Task objective: Give all the records again, with no alterations.

Information shown:

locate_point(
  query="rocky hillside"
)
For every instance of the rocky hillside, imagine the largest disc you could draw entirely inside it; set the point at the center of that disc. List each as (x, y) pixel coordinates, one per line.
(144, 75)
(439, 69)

Problem solution:
locate_point(
  query="rocky hillside"
)
For every instance of the rocky hillside, imagine the largest disc you could draw entirely inside it; set the point at the center of that disc. List each as (x, y) pixel coordinates, one per line.
(144, 75)
(439, 69)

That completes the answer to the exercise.